* What you are asked to do *
Beginning at the top of the material, repeat each line exactly, and stop once the line with "Need: a point for each instance of the street" has been written.

* Input data *
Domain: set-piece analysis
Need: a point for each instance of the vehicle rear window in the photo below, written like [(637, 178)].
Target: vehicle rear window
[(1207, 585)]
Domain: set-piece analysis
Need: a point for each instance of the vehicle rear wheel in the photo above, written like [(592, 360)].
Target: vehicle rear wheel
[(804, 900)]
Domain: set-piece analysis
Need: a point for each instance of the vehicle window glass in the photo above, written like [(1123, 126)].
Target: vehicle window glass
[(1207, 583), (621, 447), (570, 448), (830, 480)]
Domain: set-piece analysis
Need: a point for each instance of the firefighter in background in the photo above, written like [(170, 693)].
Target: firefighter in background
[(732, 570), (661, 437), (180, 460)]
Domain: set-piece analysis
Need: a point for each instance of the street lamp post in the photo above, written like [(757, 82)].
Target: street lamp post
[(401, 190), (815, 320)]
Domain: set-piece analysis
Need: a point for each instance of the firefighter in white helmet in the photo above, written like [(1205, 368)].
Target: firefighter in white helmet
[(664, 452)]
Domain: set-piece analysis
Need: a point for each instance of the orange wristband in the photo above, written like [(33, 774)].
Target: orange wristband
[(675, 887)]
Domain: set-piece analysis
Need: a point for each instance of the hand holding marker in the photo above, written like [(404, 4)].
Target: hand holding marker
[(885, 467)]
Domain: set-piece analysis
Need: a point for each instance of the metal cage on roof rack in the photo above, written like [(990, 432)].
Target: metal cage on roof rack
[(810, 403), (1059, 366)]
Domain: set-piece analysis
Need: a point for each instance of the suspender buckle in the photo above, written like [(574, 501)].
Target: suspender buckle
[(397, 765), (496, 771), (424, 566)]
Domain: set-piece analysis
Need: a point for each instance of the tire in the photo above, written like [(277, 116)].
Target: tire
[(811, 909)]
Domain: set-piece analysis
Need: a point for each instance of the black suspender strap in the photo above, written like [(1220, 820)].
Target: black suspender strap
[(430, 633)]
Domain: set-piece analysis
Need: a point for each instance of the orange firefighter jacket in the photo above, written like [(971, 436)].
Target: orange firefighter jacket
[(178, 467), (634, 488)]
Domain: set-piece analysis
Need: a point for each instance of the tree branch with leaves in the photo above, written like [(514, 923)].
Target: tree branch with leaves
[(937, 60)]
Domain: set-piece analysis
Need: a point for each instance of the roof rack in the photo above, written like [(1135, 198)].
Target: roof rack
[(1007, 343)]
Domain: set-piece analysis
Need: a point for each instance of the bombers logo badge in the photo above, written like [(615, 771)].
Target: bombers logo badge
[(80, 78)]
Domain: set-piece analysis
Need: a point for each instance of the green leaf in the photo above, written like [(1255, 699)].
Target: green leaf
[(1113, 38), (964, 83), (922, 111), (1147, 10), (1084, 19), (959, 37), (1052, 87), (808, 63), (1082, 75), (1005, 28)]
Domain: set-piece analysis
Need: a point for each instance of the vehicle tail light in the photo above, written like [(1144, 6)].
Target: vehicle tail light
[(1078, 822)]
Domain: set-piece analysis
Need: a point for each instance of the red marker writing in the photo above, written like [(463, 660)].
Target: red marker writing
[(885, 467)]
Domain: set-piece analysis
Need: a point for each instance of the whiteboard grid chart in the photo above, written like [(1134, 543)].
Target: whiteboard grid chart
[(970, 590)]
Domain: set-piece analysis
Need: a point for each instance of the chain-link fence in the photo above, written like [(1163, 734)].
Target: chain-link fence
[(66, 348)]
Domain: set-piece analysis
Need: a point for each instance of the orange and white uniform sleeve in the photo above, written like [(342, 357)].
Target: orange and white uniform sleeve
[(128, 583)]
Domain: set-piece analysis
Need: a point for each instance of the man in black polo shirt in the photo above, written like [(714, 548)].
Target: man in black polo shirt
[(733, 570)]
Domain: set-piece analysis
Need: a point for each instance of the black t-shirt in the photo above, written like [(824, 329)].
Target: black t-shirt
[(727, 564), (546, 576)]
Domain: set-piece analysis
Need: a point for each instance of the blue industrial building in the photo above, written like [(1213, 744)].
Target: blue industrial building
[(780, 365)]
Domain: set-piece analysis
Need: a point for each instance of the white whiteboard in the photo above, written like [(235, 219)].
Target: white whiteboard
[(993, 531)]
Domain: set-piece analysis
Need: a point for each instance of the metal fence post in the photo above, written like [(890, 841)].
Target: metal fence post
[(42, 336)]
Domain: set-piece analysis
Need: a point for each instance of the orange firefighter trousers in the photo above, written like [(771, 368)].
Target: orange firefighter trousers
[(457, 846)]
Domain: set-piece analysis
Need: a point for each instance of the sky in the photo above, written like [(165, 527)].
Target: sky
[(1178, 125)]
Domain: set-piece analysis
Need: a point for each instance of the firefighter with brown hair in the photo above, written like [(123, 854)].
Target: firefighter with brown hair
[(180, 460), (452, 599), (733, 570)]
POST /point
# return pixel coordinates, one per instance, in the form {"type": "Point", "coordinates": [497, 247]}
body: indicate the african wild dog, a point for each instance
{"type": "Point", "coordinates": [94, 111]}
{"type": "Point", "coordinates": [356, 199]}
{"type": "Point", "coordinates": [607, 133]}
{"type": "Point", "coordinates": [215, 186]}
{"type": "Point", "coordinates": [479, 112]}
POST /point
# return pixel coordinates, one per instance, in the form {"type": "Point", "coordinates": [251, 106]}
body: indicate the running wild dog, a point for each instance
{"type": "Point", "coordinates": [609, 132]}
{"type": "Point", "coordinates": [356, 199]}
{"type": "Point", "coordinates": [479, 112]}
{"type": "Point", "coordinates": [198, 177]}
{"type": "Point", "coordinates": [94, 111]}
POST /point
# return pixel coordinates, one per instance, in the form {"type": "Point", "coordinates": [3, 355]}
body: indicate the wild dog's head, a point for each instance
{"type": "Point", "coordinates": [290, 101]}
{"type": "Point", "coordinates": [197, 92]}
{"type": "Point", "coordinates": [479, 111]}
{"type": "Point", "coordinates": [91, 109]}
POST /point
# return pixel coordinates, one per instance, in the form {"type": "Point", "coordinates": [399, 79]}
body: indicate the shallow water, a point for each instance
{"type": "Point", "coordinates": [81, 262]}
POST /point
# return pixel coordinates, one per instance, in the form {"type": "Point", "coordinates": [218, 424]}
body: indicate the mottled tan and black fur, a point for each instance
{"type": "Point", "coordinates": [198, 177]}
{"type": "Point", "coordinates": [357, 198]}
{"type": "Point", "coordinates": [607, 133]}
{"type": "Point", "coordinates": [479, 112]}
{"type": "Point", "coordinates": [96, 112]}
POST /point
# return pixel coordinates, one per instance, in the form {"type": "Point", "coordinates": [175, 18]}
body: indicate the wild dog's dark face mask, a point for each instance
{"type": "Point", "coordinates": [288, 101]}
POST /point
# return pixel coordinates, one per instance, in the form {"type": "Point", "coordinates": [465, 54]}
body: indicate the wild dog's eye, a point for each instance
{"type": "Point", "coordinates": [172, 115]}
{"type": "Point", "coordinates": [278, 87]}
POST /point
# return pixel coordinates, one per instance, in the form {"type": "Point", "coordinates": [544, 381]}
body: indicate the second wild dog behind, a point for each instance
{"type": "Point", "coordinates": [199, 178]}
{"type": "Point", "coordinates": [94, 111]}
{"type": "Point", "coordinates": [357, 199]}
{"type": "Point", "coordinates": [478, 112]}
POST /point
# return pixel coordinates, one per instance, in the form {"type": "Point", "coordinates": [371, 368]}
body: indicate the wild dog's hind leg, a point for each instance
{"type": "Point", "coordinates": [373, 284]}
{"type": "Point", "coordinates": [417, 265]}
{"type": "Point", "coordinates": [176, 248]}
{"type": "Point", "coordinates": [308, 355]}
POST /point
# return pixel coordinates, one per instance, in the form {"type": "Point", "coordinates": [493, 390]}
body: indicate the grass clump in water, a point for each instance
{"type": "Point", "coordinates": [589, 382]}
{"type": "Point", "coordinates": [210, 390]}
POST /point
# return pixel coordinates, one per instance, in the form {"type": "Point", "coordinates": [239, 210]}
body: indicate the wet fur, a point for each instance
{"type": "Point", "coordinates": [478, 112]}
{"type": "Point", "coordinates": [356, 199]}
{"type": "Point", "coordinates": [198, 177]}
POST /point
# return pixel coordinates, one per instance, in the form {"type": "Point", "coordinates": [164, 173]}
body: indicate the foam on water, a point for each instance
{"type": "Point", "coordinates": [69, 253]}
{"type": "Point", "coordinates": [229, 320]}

* Solution to the problem *
Domain: set-piece analysis
Need: a point for each instance of the vehicle rear window in the photo below, written like [(637, 178)].
Target: vehicle rear window
[(1207, 585)]
Domain: set-piece analysis
Need: a point for each instance of the vehicle rear wheel in the photo above, written like [(592, 360)].
Target: vehicle rear wheel
[(804, 900)]
Domain: set-piece analysis
Need: a point for each instance of the vehicle window glass in the photo above, written like [(1123, 126)].
Target: vehicle window glass
[(1207, 583), (621, 447), (570, 448), (830, 480)]
Domain: set-piece analysis
Need: a point for each instance of the firefighter in background in the photo above, written like [(170, 693)].
Target: firefighter in background
[(732, 570), (661, 437), (180, 460)]
Domain: set-piece analysis
Need: a point for each instance of the street lamp post in the photo above, written like [(757, 82)].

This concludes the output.